* WHAT IS BEING ASKED:
According to the AdaFreq paper summary below, what kind of image information gives a unified representation of the features that distinguish individual animals across species?

* PROVIDED TEXT:

Skip to content

Adaptive High-Frequency Transformer for Diverse Wildlife Re-Identification

Conference: ECCV 2024
arXiv: 2410.06977
Code: https://github.com/JigglypuffStitch/AdaFreq.git
Area: Image Retrieval / Re-Identification (ReID) / Wildlife Identification
Keywords: Wildlife ReID, High-frequency Information, Transformer, Frequency-domain Data Augmentation, Adaptive Selection

TL;DR

An Adaptive High-frequency Transformer (AdaFreq) is proposed. By employing frequency-domain mixup augmentation, target-aware dynamic selection of high-frequency tokens, and a feature equilibrium loss, it unifies high-frequency information (such as fur texture and contour edges) for the re-identification of diverse wildlife, outperforming existing ReID methods across 8 cross-species datasets.

Background & Motivation

Wildlife Re-identification (Wildlife ReID) requires distinguishing different individuals within the same species, which is far more challenging than species classification. Existing methods are either tailored for a single species (e.g., whale fluke identification, seal stripe matching), lacking cross-species generalizability, or directly apply pedestrian ReID techniques, ignoring the unique challenges of wildlife—specifically, the lack of exploitable appearance differences like clothing/hairstyles, and complex natural background environments. The paper observes that individual distinguishing features across different species (fur textures, patterns, and contour shapes) find a unified representation in image high-frequency information, which serves as an entry point for building a general framework.

* INFORMATION SUPPLIED:
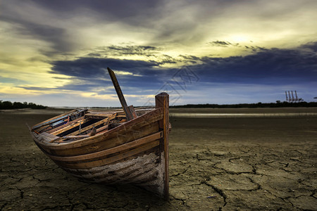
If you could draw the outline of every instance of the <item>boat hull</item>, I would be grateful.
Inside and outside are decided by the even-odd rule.
[[[56,165],[80,180],[132,184],[168,198],[168,95],[161,94],[156,101],[152,110],[94,136],[56,143],[61,137],[53,135],[56,129],[38,133],[37,125],[31,134]]]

* RESPONSE FOR THIS EXERCISE:
Image high-frequency information